> **TASK GOAL**: Repeat the items below word for word, from the line containing "Tag the green foliage, one" up to and including the line containing "<point>1121,729</point>".

> **LISTED ENTRIES**:
— Start —
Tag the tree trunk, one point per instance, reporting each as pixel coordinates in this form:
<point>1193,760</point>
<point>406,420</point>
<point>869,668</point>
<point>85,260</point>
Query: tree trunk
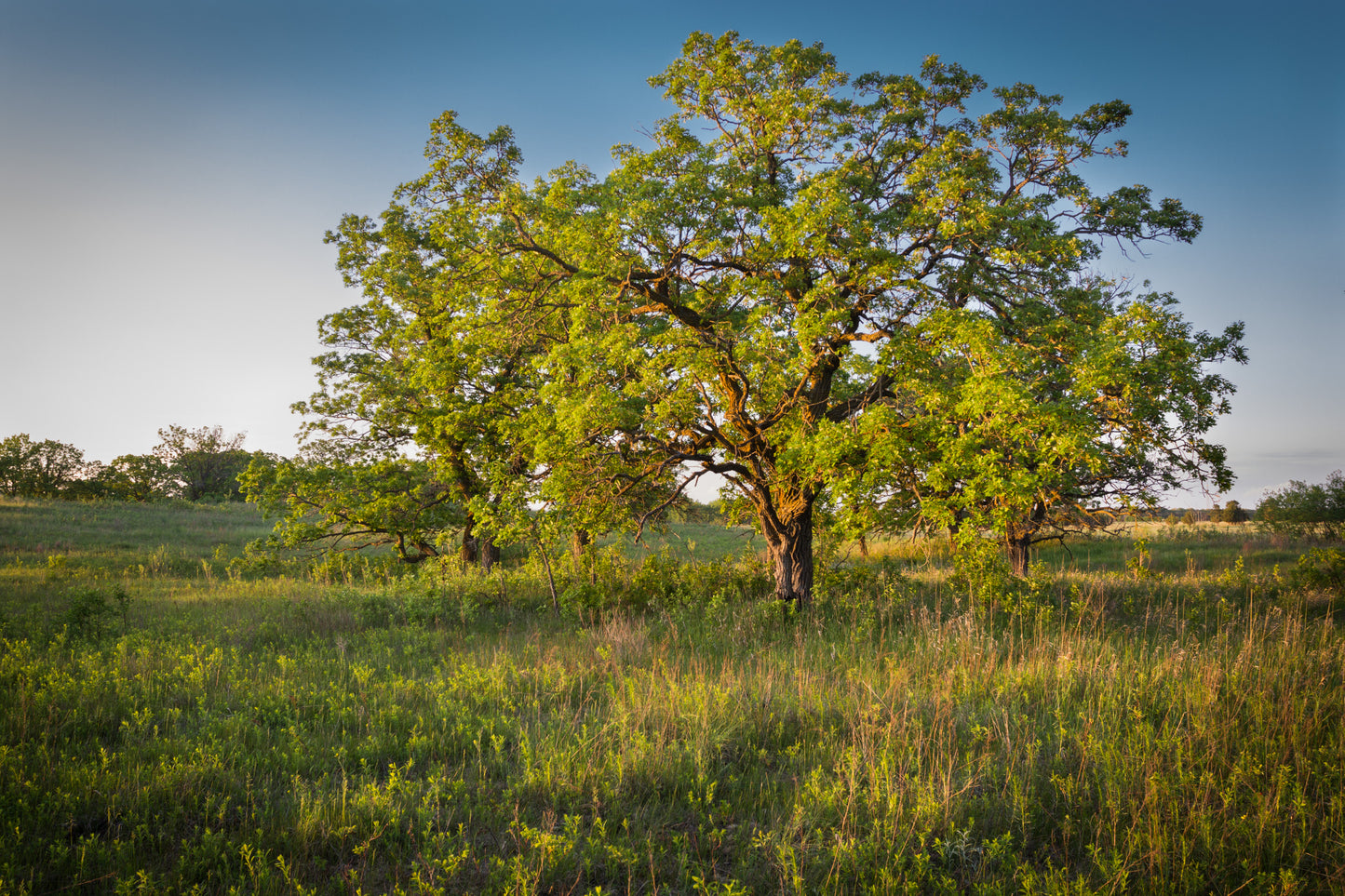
<point>489,552</point>
<point>789,545</point>
<point>470,551</point>
<point>1020,552</point>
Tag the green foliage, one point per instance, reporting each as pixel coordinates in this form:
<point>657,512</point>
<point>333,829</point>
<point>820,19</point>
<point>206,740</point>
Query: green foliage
<point>202,464</point>
<point>331,495</point>
<point>89,611</point>
<point>1321,569</point>
<point>139,478</point>
<point>43,468</point>
<point>588,347</point>
<point>1303,510</point>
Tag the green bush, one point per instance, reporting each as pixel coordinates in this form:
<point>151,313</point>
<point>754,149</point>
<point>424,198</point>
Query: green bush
<point>1303,510</point>
<point>1320,569</point>
<point>89,611</point>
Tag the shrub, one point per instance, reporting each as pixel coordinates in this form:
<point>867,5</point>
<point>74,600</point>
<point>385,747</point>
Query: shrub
<point>1320,569</point>
<point>1303,510</point>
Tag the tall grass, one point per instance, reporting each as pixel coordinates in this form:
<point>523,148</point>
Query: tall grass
<point>1121,729</point>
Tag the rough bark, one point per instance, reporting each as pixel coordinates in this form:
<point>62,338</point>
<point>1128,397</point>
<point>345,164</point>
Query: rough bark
<point>1020,552</point>
<point>789,546</point>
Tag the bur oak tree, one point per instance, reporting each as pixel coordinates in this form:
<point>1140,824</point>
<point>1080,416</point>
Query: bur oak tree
<point>798,286</point>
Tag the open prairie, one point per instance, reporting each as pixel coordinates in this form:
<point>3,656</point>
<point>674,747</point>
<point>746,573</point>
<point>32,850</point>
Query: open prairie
<point>1155,714</point>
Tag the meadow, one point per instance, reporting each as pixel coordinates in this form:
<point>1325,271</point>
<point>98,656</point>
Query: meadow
<point>1161,712</point>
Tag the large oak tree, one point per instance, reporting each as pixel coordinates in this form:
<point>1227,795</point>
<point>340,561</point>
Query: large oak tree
<point>773,291</point>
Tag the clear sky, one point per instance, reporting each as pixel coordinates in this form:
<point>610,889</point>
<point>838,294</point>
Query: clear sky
<point>168,168</point>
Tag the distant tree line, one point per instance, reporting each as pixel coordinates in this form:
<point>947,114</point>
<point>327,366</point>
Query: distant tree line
<point>1230,513</point>
<point>190,464</point>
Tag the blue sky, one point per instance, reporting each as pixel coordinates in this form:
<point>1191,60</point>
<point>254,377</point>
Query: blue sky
<point>167,171</point>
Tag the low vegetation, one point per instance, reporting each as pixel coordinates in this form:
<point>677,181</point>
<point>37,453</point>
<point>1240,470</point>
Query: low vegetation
<point>1158,714</point>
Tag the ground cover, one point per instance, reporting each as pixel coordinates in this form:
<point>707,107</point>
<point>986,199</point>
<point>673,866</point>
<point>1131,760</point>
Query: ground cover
<point>1137,721</point>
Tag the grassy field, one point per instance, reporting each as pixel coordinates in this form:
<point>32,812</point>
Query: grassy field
<point>1157,714</point>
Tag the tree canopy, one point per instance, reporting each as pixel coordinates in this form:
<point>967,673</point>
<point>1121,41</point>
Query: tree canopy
<point>813,286</point>
<point>1306,510</point>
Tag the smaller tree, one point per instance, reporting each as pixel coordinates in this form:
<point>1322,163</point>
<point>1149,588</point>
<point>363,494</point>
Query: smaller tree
<point>1303,510</point>
<point>202,463</point>
<point>334,495</point>
<point>43,468</point>
<point>141,478</point>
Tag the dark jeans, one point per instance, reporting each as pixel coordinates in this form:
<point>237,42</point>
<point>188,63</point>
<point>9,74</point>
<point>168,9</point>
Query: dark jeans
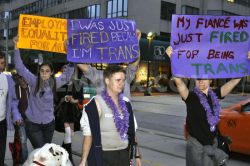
<point>39,134</point>
<point>23,139</point>
<point>116,158</point>
<point>3,138</point>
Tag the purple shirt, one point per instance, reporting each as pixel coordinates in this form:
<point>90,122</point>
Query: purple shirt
<point>40,109</point>
<point>96,77</point>
<point>12,113</point>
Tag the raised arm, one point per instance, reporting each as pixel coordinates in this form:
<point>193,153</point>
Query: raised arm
<point>87,142</point>
<point>84,68</point>
<point>136,63</point>
<point>181,86</point>
<point>228,87</point>
<point>21,69</point>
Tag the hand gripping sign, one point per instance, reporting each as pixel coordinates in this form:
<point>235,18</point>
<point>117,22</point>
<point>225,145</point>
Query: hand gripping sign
<point>210,46</point>
<point>102,41</point>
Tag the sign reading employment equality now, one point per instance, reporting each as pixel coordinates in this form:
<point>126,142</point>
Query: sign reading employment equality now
<point>102,41</point>
<point>42,33</point>
<point>210,46</point>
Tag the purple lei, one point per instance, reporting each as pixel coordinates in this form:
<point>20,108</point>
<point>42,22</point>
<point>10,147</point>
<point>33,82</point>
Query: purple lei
<point>121,122</point>
<point>212,118</point>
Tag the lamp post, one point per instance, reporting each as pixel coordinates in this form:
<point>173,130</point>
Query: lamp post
<point>150,37</point>
<point>5,19</point>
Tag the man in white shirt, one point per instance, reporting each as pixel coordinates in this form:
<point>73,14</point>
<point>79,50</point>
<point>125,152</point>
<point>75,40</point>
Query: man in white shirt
<point>8,107</point>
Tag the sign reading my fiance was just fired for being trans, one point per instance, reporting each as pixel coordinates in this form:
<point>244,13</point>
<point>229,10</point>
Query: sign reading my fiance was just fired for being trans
<point>210,46</point>
<point>42,33</point>
<point>102,41</point>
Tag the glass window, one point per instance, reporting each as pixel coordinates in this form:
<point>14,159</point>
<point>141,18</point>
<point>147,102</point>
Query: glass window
<point>167,9</point>
<point>190,10</point>
<point>92,11</point>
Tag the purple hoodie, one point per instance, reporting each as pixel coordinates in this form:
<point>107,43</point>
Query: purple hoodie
<point>40,109</point>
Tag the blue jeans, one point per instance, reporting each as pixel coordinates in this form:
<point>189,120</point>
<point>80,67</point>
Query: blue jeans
<point>23,139</point>
<point>39,134</point>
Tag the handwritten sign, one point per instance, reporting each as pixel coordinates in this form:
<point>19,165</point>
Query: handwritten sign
<point>102,41</point>
<point>42,33</point>
<point>210,46</point>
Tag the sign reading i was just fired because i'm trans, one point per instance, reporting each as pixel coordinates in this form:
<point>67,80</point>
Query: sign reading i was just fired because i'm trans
<point>210,46</point>
<point>42,33</point>
<point>102,41</point>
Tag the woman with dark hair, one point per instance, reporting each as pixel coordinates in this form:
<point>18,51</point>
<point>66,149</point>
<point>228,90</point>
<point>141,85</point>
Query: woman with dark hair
<point>39,120</point>
<point>68,112</point>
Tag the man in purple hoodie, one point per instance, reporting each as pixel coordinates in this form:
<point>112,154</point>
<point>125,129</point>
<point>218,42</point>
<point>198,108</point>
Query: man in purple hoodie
<point>8,107</point>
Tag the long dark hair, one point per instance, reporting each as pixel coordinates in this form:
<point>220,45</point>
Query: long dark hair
<point>52,81</point>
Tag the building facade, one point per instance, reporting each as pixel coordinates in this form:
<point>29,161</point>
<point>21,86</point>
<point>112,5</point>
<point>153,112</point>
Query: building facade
<point>150,16</point>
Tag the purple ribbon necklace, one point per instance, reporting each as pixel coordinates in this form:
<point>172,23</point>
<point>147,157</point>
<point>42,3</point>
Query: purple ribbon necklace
<point>212,117</point>
<point>121,119</point>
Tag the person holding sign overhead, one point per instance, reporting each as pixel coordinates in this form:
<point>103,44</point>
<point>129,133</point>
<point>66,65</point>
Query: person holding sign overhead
<point>108,124</point>
<point>96,76</point>
<point>203,111</point>
<point>39,120</point>
<point>9,114</point>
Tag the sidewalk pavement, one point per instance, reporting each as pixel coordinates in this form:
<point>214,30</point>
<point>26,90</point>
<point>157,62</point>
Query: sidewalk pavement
<point>156,102</point>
— End —
> **TASK RESPONSE**:
Tag the green foliage, one point per instance, reporting each as pixel coordinates in this form:
<point>657,512</point>
<point>333,829</point>
<point>820,19</point>
<point>206,740</point>
Query: green foliage
<point>202,464</point>
<point>331,495</point>
<point>89,611</point>
<point>1321,569</point>
<point>139,478</point>
<point>43,468</point>
<point>588,347</point>
<point>1303,510</point>
Tag the green bush, one point per instance, reporting each as pixel coordinates in this form:
<point>151,313</point>
<point>754,149</point>
<point>424,198</point>
Query: green bush
<point>1303,510</point>
<point>1320,569</point>
<point>89,611</point>
Tag the shrub, one point per instance, reporting each as pixel coordinates in this form:
<point>867,5</point>
<point>74,600</point>
<point>385,747</point>
Query: shrub
<point>1320,569</point>
<point>1303,510</point>
Tag the tall grass, one point per instance, reporting each as pixel coordinates in this form:
<point>523,148</point>
Query: tall grass
<point>1121,729</point>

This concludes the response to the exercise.